**PASSAGE GIVEN**
It’s so easy to fall into the partisan trap. To assume that your party or religion, or whatever, is the sole repository of truth, or integrity, or wisdom, or even just “the facts.”  But that’s a fool’s errand. We’re all struggling out here, we all have our chosen mechanisms, we all experiment with different strategies, we all adopt those vehicles that seat us best. Doesn’t mean the others are of no value. And just because you don’t care for the driver or the way the other car is headed doesn’t mean its a bad vehicle. Sometimes, you just need someone different in the driver’s seat.

I bring this up because I honestly believe that there’s a rare opportunity for Greens to support a (*gasp*) Democrat without holding their noses.  A Democratic candidate for an incredibly important seat: Scott Brown’s. I’ve posted on the brand new “Half-Term Senator” web site my own reasons for unseating Brown-if you’ve been studying his votes, you already have your own. The candidate I have in mind supports single-payer health insurance. He supports an immediate drawdown of US forces in Iraq and Afghanistan. He’s promised that his first act as Senator will be to introduce legislation overturning the Supreme Court’s decision in re Citizens United. He has Bill McKibben’s unique endorsement. And unlike Senators Kerry and Brown he would have voted against the debt ceiling “deal” (insisting instead that the President invoke the 14th). (Oh-and he testified against predatory gambling here in MA, too).

**DATASET CONTENT**
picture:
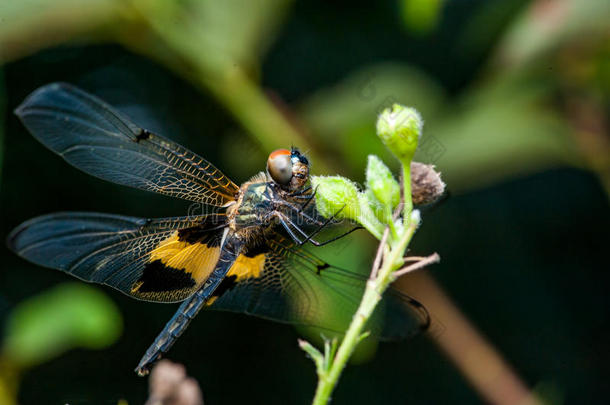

**EXERCISES TO COMPLETE**
a. In the post, what does the candidate promise will be his first act as Senator?
b. Please return the part of the post starting with "It’s so easy" and going on through "the driver’s seat.".
The material is separate from the post.

**ANSWERS IN ORDER**
a. Introducing legislation overturning the Supreme Court's decision in Citizens United.

b.
It’s so easy to fall into the partisan trap. To assume that your party or religion, or whatever, is the sole repository of truth, or integrity, or wisdom, or even just “the facts.”  But that’s a fool’s errand. We’re all struggling out here, we all have our chosen mechanisms, we all experiment with different strategies, we all adopt those vehicles that seat us best. Doesn’t mean the others are of no value. And just because you don’t care for the driver or the way the other car is headed doesn’t mean its a bad vehicle. Sometimes, you just need someone different in the driver’s seat.